- **BRIEF**:
Which lines of the material below contain the word "lilac"? Pick out each one and copy it.

Point annotation records:

═══

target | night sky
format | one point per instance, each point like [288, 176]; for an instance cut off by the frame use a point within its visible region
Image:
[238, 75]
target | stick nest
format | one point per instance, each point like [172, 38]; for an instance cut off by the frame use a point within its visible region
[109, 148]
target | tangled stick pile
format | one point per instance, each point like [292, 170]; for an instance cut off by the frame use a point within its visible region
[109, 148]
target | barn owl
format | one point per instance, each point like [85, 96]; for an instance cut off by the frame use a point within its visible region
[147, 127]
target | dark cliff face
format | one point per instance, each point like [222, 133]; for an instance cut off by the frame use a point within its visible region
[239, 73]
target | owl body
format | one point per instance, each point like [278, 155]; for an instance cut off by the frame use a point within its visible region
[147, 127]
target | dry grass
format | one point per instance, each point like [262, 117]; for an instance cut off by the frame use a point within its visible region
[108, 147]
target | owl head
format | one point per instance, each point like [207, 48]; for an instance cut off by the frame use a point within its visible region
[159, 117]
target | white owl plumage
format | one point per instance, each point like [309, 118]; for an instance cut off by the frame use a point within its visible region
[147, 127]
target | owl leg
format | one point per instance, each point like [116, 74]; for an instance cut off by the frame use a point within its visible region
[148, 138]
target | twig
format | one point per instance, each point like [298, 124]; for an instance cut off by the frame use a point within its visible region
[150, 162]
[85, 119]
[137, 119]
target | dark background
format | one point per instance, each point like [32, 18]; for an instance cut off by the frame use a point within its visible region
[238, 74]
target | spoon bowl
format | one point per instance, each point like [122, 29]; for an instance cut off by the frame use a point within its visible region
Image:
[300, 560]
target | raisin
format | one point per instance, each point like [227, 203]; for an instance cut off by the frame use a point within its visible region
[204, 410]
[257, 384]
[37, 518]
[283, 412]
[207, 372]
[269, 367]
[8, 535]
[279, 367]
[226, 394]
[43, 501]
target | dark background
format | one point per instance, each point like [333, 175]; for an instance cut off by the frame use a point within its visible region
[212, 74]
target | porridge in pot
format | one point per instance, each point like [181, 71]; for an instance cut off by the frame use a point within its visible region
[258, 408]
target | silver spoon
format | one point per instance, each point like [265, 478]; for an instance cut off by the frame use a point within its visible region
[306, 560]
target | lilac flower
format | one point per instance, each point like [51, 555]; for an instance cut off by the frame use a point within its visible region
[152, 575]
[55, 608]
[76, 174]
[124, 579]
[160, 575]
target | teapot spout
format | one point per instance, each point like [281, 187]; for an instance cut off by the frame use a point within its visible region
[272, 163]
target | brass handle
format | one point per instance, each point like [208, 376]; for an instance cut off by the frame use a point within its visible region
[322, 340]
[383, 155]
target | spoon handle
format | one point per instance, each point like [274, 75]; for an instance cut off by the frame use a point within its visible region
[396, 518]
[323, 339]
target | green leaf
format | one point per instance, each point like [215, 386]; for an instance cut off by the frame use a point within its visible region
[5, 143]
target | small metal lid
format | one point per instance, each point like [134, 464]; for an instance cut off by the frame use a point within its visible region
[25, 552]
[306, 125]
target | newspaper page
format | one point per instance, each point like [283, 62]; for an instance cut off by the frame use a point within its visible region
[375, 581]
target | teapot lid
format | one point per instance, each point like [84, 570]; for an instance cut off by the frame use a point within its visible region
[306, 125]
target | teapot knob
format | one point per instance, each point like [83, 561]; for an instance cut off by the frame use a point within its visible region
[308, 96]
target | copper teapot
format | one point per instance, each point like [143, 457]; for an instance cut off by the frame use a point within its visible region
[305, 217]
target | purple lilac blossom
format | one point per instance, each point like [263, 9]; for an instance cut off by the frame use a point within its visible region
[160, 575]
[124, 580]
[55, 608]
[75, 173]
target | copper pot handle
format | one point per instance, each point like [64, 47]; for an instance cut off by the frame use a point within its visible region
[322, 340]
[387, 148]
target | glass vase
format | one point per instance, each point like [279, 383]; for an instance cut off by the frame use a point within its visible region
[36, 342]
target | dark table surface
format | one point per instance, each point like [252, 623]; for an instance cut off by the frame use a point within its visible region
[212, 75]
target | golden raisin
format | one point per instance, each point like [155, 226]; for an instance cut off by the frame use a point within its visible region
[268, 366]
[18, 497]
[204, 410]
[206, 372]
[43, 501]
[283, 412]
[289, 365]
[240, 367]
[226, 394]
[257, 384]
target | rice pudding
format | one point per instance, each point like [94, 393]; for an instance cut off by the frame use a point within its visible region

═══

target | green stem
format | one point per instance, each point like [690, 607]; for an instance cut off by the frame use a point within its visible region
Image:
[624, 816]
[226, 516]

═══

- **FINAL RESULT**:
target | lilac flower
target | purple lilac blossom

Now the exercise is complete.